## OBJECTIVE
Extract every line in the records below that contains the string "suit". The match is case-sensitive.
## BEGIN
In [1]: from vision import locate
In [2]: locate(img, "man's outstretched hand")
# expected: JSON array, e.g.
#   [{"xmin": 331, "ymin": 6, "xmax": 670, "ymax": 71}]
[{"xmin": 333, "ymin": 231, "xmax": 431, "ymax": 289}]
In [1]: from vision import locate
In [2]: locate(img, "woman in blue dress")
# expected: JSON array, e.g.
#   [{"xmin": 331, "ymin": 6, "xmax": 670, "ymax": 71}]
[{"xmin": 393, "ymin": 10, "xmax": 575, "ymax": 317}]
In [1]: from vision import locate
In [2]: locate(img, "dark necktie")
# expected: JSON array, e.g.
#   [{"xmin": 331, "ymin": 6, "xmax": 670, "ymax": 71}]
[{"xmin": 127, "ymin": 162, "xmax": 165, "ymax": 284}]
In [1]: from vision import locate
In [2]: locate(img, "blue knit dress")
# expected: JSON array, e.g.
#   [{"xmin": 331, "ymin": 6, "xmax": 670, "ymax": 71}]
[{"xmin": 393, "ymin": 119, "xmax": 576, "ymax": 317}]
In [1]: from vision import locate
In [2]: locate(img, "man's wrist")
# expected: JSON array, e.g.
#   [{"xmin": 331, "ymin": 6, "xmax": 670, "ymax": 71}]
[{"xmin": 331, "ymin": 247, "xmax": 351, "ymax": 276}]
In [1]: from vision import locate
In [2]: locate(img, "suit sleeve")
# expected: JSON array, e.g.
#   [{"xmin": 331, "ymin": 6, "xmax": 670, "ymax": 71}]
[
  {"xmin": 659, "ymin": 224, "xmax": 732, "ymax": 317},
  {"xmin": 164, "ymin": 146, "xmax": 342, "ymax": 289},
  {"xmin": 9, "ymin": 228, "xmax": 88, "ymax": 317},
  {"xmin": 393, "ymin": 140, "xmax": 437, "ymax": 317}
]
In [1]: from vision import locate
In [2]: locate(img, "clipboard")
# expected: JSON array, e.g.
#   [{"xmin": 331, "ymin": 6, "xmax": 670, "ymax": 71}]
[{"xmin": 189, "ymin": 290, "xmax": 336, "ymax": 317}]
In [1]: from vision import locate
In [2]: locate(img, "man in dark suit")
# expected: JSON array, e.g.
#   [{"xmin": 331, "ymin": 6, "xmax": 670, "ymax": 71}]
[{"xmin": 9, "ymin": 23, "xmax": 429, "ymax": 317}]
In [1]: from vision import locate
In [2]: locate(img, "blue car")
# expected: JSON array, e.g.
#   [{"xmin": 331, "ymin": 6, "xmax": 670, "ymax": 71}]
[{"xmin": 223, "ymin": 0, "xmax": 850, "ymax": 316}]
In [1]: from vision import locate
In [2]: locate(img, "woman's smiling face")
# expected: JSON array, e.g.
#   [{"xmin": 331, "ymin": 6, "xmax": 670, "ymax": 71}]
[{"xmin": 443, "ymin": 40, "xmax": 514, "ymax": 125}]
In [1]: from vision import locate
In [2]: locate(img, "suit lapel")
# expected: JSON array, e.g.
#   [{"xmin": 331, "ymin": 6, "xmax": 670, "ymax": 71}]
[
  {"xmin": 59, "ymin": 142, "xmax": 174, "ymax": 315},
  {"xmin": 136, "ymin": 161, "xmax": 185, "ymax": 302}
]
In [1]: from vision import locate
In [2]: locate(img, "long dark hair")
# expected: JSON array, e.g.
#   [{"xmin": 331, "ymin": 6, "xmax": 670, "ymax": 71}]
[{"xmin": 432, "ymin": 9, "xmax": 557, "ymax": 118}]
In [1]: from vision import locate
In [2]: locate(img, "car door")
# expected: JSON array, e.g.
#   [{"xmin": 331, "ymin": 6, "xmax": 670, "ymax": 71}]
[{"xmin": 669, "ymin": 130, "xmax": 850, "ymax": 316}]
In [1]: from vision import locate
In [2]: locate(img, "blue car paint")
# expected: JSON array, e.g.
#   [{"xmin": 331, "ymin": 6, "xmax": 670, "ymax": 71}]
## END
## RESULT OF THIS EXERCISE
In [2]: locate(img, "suit sleeve")
In [2]: locate(img, "man in dark suit")
In [2]: locate(img, "suit lapel")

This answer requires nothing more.